══ Information provided ══

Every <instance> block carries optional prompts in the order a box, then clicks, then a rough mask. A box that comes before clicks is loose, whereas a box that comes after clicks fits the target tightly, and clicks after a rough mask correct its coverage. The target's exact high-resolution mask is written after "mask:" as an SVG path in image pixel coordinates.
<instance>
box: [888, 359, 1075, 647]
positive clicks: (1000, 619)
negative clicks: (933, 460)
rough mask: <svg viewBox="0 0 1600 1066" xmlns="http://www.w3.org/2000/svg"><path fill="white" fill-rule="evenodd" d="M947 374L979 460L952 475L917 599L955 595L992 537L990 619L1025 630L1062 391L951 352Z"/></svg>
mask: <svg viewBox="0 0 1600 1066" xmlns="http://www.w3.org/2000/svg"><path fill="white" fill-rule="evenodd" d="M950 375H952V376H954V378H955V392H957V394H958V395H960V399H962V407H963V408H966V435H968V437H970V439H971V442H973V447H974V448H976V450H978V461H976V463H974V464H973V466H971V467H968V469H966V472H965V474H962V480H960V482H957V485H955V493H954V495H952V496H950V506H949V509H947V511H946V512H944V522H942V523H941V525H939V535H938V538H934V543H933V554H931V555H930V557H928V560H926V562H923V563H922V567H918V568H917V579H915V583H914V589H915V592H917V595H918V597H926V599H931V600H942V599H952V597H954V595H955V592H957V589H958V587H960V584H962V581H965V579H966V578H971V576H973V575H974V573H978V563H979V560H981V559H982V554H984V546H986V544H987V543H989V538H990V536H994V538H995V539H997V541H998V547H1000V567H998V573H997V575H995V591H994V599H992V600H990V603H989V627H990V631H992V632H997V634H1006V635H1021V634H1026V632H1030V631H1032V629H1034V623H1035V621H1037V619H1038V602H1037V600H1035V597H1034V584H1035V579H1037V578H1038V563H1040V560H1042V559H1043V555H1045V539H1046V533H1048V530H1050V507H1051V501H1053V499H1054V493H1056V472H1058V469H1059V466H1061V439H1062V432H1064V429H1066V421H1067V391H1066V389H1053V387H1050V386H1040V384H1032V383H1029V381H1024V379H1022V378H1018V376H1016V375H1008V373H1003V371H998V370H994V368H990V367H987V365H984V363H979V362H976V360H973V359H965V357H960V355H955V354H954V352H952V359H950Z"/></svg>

═══

Problem description: Copy every one of the rows above word for word, leaving out nothing.

Solution to this problem:
Every <instance> block carries optional prompts in the order a box, then clicks, then a rough mask. A box that comes before clicks is loose, whereas a box that comes after clicks fits the target tightly, and clicks after a rough mask correct its coverage. The target's exact high-resolution mask is written after "mask:" as an SVG path in image pixel coordinates.
<instance>
box: [888, 359, 1075, 647]
positive clicks: (1000, 619)
negative clicks: (933, 460)
rough mask: <svg viewBox="0 0 1600 1066" xmlns="http://www.w3.org/2000/svg"><path fill="white" fill-rule="evenodd" d="M947 374L979 460L952 475L917 599L955 595L992 537L990 619L1025 630L1062 391L951 352Z"/></svg>
mask: <svg viewBox="0 0 1600 1066" xmlns="http://www.w3.org/2000/svg"><path fill="white" fill-rule="evenodd" d="M950 375H952V376H954V378H955V392H957V394H958V395H960V399H962V407H963V408H966V435H968V437H970V439H971V442H973V447H974V448H976V450H978V461H976V463H974V464H973V466H971V467H968V469H966V472H965V474H962V480H960V482H957V485H955V493H954V495H952V496H950V506H949V509H947V511H946V512H944V522H942V523H941V525H939V535H938V538H934V543H933V554H931V555H930V557H928V560H926V562H923V563H922V567H918V568H917V579H915V583H914V589H915V592H917V595H918V597H926V599H931V600H942V599H952V597H954V595H955V592H957V589H958V587H960V584H962V581H965V579H966V578H971V576H973V575H974V573H978V563H979V560H981V559H982V554H984V546H986V544H987V543H989V538H990V536H994V538H995V539H997V541H998V547H1000V567H998V573H997V575H995V591H994V599H992V600H990V603H989V627H990V631H992V632H997V634H1006V635H1021V634H1026V632H1030V631H1032V629H1034V623H1035V621H1037V619H1038V602H1037V600H1035V597H1034V584H1035V579H1037V578H1038V563H1040V560H1042V559H1043V555H1045V539H1046V533H1048V530H1050V507H1051V501H1053V499H1054V493H1056V472H1058V469H1059V466H1061V439H1062V432H1064V429H1066V421H1067V391H1066V389H1053V387H1050V386H1040V384H1032V383H1029V381H1024V379H1022V378H1018V376H1016V375H1008V373H1003V371H998V370H994V368H990V367H987V365H984V363H979V362H976V360H973V359H965V357H960V355H955V354H954V352H952V359H950Z"/></svg>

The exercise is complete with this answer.